» **Work order 1**: According to the homily on Job, which saint is the patron of desperate cases?
» **Work order 2**: Pick up the homily on Job after its last sentence and write the next part.

» **Text block**:
▼

5th Sunday Year B 2006

As many of you may know, the patron saint of desperate cases is Saint Jude. He was invoked for extreme causes because his epistle in the NT speaks about perseverance in just those very situations. But if there is a person before the time of Christ who would qualify for the title, it would be Holy Job. He is the great sufferer of the OT, the man upon whom was heaped every kind of calamity and woe. Not only did he experience all manner of personal loss with physical and mental torments, but he gave voice to the inner torment of his soul in trying to comprehend why God permits such enormous evils to befall him. In doing this, Job gives eloquent voice to what so many have felt in the face of grave hardship and loss.

In today’s excerpt, Job bewails his very life as a slavery: toil, misery, poverty, anxiety over wages, restless, sleepless nights, aging, and happiness as only a memory of good days long past. This is the lamentation of man who has lived long years and seen better times; who has no hope that things are going to improve. This dismal story would seem to find no place in the bible, wherein one goes in search of solace and consolation. The final act of this drama, however, concludes with a happy ending, with Job in better circumstances than ever before. It is a lesson therefore that tries to instill hope in the hearts of the unfortunate who keep faith through their trials on earth that there is something that will yet come that will be not just better days, but a surpassing abundance of happiness that can’t be put into words. In the time before Jesus revealed the certainty of heaven, this could only be hoped for in a Jew’s heart by material compensation, a ‘heaven on earth.’ The fact that this surprising, happy ending of life was most exceptional, makes the story of Job almost incomprehensible or irrelevant without the NT teaching by our Lord who promised the reward of heaven for all the poor in spirit.

▲

» **Source material**:
▼

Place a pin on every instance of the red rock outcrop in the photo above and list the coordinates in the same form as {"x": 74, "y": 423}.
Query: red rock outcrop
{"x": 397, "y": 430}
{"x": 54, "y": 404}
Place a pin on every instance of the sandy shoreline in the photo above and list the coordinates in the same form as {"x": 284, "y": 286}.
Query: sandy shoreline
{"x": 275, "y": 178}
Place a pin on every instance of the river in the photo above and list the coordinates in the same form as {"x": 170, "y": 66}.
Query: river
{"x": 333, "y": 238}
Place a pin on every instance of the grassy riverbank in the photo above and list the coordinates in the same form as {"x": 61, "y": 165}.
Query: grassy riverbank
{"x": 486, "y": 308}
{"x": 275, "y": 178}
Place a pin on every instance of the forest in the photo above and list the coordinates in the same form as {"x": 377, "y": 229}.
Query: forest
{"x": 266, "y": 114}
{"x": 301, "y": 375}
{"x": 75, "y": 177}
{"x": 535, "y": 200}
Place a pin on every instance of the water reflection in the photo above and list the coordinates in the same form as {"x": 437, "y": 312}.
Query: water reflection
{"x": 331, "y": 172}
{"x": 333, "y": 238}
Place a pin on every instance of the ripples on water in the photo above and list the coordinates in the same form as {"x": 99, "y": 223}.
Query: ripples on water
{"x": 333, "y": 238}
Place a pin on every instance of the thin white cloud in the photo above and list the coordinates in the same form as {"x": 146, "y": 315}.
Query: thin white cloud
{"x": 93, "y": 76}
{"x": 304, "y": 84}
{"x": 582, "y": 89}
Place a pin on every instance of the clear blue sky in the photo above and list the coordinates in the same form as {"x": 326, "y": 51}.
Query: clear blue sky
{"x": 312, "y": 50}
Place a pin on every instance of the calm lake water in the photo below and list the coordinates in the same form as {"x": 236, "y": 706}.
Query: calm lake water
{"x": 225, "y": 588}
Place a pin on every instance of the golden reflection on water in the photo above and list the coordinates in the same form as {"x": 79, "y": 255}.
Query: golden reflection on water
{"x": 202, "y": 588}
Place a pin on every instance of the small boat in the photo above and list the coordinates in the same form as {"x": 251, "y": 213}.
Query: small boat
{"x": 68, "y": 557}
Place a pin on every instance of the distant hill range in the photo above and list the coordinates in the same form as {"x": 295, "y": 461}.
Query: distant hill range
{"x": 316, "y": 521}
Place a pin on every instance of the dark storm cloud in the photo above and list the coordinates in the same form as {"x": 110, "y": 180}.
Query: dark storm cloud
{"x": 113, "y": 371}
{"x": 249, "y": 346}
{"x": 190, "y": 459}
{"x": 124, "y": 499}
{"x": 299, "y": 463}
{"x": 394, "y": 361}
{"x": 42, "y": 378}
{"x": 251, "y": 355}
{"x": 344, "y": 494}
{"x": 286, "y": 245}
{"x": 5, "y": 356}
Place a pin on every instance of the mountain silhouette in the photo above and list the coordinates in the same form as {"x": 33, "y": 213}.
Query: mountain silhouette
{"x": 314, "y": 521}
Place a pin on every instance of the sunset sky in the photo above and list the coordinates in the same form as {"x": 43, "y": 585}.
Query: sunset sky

▲

» **Output 1**: Saint Jude.

» **Output 2**:
God is, so to speak, an opportunist, using his own unique means to bring us to a spiritual awakening. His methods are not man’s. No one would be naturally inclined to use failing health, disease, financial insecurity, a crushed and anguished heart, and fears of all kinds in order to bring about his conversion, or even his purification so as to achieve greater heights of perfection. The all-wise God, however, often permits these things because many, even most people, will not come to God, will not quit their sinful habits of life, or will never make any spiritual advancement until they taste the bitterness of life, come to a spiritual questioning of the ‘why of it all’ with God, and then turn to him with humility and an accepting soul. That kicking against the goad, that resentful reaction to pain and sorrow and sadness is meant to be the turning point towards God and heaven. Of course, some chose to refuse to be taught this lesson of life and live in a smoldering resentment right through their death. This is a tragic outcome for what was meant as an occasion of grace. There are nevertheless remedies that God commonly prescribes for blind humanity in order that they being to see and reform their ways. Left to ourselves in a garden of earthly delights, we would, most all of us, not look any further than sensual satisfaction. An earthly paradise would be sufficient for most. Who then would need a god when all his sensual cravings are met?

The flaw of this kind of thinking is that God does exist, as do heaven and hell. ‘Heaven on earth’ is a fantasy, a utopian dream. But the fundamental thing is that God made us, designed us, intended us, to live forever, not here on earth but rather to live in union with Him in a world of infinitely better circumstances. Of course, we don’t perceive this readily because of our fleshly makeup and because our intellect, that rational light within us that can know and grasp these truths, is most often too dim to lead us rise to pursue God’s will. And so, our Taskmaster imposes on us, usually much against our wills, the hardships of life to move us out of our complacency and to cry out in pursuit of Him.

So the questing of Job, his tortured soul and anguish, have a lesson to teach us about the justice of God and the priceless worth of God’s recompense in the next life. We call all this by a single word ‘hope.’ It is a trust in the goodness and the providence of God that He will not deal with us in any other way but for our ultimate good.

We need reminders from time to time about this so as to lean upon Him in complete trust when all is confusing and life without God cannot yield any satisfying answers: they are not supposed to. God made us for Himself, and without Him we will never be truly happy, nor anything be right. We are meant to live here only in hope.